— DESCRIPTION OF THE TASK —
Whenever a line below holds the word "chrome", count it; then give the total and nothing else.

(Stored data entries)
[Start of Attachment]

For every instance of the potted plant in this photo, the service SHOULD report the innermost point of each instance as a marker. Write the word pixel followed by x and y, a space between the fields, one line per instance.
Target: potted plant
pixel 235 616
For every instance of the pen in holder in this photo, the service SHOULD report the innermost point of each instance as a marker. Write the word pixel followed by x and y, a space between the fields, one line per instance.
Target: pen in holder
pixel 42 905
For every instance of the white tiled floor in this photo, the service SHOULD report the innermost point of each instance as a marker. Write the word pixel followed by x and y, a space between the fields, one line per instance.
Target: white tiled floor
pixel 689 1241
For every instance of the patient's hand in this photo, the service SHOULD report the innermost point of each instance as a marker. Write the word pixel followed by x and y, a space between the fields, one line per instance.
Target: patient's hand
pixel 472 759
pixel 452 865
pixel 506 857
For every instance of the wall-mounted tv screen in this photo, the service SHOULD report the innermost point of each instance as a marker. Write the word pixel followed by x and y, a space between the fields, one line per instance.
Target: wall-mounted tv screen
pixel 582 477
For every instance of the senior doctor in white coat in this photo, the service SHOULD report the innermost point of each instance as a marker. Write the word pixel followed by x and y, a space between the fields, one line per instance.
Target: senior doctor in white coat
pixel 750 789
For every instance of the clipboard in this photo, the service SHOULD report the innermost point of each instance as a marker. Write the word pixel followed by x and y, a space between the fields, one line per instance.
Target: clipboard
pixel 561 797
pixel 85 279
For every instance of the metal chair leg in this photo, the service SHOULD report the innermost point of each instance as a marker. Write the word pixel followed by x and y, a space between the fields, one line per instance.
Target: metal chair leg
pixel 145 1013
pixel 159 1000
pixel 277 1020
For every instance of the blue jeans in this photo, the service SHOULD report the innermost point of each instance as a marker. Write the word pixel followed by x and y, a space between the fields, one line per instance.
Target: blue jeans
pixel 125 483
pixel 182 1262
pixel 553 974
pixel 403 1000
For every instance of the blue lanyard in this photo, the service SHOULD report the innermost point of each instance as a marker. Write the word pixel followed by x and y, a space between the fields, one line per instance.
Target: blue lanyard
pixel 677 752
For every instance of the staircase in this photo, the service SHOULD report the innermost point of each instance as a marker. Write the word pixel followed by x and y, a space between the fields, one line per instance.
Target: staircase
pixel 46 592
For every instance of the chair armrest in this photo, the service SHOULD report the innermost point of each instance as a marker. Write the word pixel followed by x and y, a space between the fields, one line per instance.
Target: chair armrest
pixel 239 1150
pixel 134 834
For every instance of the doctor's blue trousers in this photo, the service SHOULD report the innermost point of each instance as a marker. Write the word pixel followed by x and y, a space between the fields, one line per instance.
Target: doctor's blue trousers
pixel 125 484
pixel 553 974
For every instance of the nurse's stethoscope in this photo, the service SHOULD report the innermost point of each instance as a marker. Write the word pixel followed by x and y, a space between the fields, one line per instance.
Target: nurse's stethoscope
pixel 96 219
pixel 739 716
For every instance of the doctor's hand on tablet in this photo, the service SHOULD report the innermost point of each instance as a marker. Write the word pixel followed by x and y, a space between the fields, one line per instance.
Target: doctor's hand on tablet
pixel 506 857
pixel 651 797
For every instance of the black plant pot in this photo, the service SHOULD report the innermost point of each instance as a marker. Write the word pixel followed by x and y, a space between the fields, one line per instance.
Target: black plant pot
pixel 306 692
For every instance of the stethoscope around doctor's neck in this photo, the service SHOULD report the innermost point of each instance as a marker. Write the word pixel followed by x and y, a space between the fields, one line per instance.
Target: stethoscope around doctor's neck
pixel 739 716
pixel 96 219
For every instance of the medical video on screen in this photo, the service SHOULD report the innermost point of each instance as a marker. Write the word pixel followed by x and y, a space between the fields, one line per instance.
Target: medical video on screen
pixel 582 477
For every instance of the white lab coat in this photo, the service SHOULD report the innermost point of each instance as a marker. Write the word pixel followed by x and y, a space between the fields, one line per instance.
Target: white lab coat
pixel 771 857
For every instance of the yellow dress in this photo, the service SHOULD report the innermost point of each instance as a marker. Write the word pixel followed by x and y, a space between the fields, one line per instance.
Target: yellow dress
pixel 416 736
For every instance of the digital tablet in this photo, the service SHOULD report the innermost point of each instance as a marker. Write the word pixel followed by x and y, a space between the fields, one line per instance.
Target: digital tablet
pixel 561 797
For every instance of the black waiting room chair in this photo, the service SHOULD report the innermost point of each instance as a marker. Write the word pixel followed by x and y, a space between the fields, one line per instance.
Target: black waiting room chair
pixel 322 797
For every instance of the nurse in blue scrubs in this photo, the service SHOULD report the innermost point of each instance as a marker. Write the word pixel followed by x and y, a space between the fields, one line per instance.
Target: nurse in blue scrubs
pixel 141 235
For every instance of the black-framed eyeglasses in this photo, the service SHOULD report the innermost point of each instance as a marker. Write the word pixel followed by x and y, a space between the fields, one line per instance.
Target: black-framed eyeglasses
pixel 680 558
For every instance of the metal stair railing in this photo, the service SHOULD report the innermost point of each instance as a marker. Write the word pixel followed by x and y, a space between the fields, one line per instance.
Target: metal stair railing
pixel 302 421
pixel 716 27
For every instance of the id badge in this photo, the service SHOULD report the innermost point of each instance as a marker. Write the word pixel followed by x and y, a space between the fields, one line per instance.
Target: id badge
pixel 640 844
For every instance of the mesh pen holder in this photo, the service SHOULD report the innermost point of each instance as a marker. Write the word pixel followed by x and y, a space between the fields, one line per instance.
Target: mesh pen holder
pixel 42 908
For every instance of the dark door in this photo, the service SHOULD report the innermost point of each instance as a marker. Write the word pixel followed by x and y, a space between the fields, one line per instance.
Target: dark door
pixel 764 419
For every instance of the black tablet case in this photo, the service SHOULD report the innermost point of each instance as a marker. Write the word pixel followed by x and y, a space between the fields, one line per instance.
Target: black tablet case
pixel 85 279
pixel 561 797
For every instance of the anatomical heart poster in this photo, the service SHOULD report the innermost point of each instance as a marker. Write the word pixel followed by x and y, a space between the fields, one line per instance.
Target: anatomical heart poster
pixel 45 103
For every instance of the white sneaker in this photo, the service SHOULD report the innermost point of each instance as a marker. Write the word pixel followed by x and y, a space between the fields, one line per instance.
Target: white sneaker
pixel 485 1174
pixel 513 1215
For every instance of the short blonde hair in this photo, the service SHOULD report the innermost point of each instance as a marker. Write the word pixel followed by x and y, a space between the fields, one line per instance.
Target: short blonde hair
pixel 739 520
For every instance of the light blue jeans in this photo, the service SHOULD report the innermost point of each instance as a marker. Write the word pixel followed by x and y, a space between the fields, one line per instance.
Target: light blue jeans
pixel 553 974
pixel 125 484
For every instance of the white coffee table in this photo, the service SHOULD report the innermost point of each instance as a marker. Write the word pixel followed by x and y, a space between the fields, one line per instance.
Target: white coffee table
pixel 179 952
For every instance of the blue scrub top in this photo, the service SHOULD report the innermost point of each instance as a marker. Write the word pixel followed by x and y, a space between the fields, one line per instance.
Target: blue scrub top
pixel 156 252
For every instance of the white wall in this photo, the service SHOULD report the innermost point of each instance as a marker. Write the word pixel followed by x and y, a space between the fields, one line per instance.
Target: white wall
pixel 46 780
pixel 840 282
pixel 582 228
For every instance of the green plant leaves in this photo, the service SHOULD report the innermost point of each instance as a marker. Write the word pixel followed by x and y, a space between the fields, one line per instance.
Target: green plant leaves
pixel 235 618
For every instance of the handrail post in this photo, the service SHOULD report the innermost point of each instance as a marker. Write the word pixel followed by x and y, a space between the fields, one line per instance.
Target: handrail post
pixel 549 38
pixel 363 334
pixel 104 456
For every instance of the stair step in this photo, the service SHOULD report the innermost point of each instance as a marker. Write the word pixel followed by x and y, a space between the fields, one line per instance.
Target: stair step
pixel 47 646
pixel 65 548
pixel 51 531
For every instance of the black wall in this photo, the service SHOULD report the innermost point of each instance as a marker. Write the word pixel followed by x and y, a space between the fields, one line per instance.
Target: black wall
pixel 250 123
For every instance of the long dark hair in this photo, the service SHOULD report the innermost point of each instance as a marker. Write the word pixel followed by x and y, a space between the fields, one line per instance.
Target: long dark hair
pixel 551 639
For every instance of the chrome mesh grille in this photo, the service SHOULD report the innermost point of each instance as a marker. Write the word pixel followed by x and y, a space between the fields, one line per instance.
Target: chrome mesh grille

[End of Attachment]

— RESPONSE AREA —
2